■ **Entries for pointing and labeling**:

** Start **

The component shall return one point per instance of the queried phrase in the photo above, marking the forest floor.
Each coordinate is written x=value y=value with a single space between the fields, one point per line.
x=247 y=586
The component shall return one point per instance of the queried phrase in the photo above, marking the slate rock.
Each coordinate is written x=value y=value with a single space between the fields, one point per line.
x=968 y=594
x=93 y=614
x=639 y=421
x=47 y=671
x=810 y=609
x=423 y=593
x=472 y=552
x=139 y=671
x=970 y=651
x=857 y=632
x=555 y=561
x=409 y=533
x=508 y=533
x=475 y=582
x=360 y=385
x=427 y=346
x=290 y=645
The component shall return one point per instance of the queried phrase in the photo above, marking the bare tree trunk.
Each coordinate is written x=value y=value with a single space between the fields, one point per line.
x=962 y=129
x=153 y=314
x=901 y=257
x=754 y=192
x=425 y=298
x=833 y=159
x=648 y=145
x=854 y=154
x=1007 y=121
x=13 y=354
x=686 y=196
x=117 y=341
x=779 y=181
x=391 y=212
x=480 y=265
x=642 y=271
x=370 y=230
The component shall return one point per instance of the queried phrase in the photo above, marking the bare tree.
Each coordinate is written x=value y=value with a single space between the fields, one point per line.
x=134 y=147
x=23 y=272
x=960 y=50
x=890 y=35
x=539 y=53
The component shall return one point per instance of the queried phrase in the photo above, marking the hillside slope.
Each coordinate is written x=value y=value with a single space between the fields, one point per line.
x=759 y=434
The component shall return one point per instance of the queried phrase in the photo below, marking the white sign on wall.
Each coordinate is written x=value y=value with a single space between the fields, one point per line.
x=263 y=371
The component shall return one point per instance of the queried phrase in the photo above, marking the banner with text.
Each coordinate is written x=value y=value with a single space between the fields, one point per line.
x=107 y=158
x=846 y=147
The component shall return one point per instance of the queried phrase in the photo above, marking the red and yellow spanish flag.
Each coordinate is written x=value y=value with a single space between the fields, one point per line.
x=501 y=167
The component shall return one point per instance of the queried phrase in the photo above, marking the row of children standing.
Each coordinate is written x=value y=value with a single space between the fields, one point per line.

** End **

■ **EXERCISE GOAL**:
Please copy every line of the records above word for word, keeping the original order and line breaks.

■ **WRITTEN ANSWER**:
The component shall return one point per instance of the queried phrase in the photo above, marking the forest floor.
Each coordinate is written x=value y=value with a single space between the fields, one point per line.
x=247 y=586
The component shall return one point per instance of the queried phrase in the photo above, marking the slate rock.
Each coordinate is written x=value y=value with a single space between the fields, one point per line.
x=968 y=594
x=93 y=614
x=639 y=421
x=47 y=671
x=810 y=609
x=423 y=593
x=472 y=552
x=139 y=671
x=970 y=651
x=857 y=632
x=555 y=561
x=409 y=533
x=508 y=533
x=475 y=582
x=360 y=385
x=427 y=346
x=290 y=645
The component shall return one point per instance of the queried phrase in the photo above, marking the bare tree trunk.
Each coordinate is written x=value y=value with a single space between the fields, one point per line.
x=962 y=129
x=153 y=314
x=901 y=257
x=754 y=192
x=425 y=298
x=833 y=159
x=648 y=145
x=854 y=154
x=1007 y=121
x=13 y=354
x=686 y=196
x=117 y=341
x=779 y=181
x=391 y=212
x=480 y=265
x=642 y=271
x=370 y=230
The component shall return one point per instance of the queried phrase in the photo above, marking the bare tree.
Each coordinate is written x=value y=value with a single space between the fields, one point per line.
x=134 y=147
x=23 y=272
x=960 y=50
x=890 y=35
x=539 y=53
The component shall return one point per instance of the queried phrase in the photo above, marking the hillside slope.
Each coordinate is written x=value y=value with a single space between the fields, one point per line.
x=759 y=434
The component shall return one point per instance of the queried phrase in the photo below, marking the white sign on wall.
Each coordinate is written x=value y=value with a single space between the fields, one point per line.
x=263 y=371
The component shall return one point per instance of the queried phrase in the photo above, marking the banner with text.
Each coordinate is written x=value y=value with a single space between the fields, one point per line.
x=107 y=158
x=846 y=147
The component shall return one point per instance of the queried phrase in the photo above, marking the red and yellow spanish flag.
Each coordinate is written x=value y=value with a single space between the fields, one point per line.
x=501 y=167
The component shall return one point per instance of the queried phrase in the photo above, marking the row of children standing.
Each coordinate is written x=value y=value with a single space between the fields, one point per line.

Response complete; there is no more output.